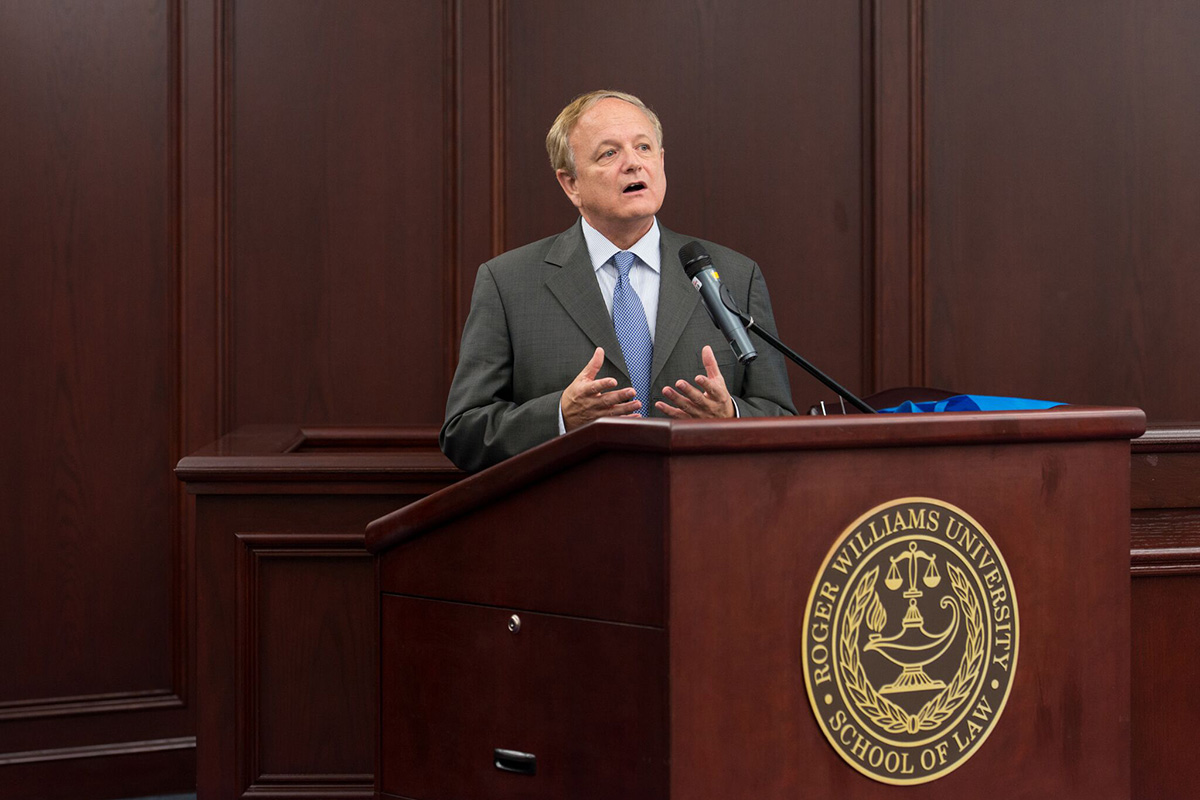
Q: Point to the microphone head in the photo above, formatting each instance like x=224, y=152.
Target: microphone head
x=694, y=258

--

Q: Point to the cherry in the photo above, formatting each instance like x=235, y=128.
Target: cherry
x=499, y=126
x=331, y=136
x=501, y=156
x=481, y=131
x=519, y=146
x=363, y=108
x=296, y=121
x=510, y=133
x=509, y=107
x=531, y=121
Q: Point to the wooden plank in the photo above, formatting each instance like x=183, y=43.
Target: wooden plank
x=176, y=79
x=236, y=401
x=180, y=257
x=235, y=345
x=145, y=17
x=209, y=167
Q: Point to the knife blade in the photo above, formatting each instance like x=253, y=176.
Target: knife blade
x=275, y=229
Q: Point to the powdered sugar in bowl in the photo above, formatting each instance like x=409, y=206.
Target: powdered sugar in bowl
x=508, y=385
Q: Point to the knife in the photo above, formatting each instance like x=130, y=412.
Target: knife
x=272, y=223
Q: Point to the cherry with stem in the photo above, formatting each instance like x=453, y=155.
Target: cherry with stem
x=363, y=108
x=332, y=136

*Exercise aim:*
Copy the lines of the listing word for word, starting at the line that contains "Q: Point to the microphone" and ending at the line that contains "x=694, y=258".

*Worked solution:*
Q: Point to the microphone head in the photo above, formatting each instance like x=224, y=152.
Target: microphone head
x=694, y=258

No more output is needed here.